Quoted passage:
• • • •

Nonfiction Monday: I dreamed of flying like a bird by Robert Haas
I wanted to like this book. It's gotten some really good reviews and I usually enjoy Nat'l Geographic's animal books for kids and middle grade readers. But it left me unsatisfied. Is it a book about photography? About animals? About preservation? About science? A little of each, but not enough of any, was my feeling. Like a coffee table book only for kids.
I admit some of this ambivalence comes from my preference for close up, detailed photography, like Nic Bishop's work or the photography in the Scientists in the Field series (a lot of which is his work anyways). The big picture just doesn't really grab me.
If you're one of the few people who haven't seen this book yet, it switches back and forth between Haas' career as an aerial photographer, with photography terms, tricks and dangers of the trade and a little about his background and the context and background of some of his most famous photos.

• • • •

Your instructions:
Summarize the book review above in two sentences.

Supplied material:
• • • •

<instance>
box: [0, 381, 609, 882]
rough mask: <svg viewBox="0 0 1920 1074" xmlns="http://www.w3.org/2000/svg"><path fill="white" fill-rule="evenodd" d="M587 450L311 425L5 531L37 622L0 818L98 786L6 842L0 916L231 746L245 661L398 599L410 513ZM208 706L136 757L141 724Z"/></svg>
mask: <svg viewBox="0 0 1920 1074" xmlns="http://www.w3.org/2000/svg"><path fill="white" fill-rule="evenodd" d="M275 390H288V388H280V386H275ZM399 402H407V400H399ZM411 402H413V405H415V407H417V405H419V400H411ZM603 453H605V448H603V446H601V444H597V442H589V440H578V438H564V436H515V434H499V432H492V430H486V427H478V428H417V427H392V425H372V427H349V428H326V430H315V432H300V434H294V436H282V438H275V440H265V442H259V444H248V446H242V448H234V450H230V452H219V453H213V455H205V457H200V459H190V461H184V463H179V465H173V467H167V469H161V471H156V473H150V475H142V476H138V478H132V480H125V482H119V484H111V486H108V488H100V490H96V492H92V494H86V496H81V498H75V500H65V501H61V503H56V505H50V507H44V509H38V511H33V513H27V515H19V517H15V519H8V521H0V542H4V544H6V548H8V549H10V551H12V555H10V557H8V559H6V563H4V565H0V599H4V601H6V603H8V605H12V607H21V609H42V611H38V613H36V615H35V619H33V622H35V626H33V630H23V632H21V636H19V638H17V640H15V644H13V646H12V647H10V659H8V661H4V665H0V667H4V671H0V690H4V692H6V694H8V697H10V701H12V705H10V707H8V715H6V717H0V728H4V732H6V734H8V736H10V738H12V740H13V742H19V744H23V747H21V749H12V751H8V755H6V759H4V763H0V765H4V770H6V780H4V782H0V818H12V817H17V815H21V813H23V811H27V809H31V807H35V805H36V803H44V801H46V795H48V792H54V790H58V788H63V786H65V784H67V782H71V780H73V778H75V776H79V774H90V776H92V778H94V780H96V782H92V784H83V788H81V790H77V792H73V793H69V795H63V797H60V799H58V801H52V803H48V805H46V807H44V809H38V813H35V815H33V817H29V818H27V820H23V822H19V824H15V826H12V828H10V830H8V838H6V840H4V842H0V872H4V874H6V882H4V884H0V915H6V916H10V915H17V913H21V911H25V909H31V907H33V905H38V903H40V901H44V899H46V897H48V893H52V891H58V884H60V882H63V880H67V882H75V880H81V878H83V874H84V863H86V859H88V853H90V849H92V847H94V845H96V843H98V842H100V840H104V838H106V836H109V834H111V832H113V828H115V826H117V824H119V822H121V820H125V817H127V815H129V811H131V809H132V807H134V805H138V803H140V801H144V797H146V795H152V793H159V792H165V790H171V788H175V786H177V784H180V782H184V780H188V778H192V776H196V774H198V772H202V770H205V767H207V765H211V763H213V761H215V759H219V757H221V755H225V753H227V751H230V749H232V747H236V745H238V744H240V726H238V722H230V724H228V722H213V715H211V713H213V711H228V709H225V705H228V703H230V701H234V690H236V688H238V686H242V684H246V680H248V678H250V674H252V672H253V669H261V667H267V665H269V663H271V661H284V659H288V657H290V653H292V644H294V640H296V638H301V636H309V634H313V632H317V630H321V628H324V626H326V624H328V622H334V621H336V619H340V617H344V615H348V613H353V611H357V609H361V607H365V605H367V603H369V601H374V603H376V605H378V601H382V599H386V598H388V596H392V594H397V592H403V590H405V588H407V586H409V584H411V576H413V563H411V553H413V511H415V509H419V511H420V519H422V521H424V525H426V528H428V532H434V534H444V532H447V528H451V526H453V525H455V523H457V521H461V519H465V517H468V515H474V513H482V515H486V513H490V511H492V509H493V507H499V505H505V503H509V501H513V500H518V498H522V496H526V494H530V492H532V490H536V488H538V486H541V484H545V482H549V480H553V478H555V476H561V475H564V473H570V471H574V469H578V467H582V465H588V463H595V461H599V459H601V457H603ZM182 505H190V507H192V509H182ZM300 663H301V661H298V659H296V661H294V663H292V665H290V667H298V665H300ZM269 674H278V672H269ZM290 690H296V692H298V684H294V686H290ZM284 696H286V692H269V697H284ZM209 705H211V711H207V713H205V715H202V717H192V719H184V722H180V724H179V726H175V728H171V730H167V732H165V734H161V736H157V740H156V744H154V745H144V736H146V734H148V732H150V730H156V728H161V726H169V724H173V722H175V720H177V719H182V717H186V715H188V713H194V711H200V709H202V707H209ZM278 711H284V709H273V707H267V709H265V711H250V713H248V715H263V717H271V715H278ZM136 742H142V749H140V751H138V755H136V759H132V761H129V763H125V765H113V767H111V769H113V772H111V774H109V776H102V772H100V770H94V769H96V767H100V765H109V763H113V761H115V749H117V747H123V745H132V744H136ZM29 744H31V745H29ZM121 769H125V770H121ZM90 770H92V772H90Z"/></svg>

• • • •

Result:
The reviewer wanted to like I Dreamed of Flying Like a Bird but found it unsatisfying, because it offers a little photography, animals, preservation and science without enough of any. The reviewer admits a preference for close-up, detailed photography like Nic Bishop's work, and notes that the book switches between Haas' career as an aerial photographer and the background of some of his most famous photos.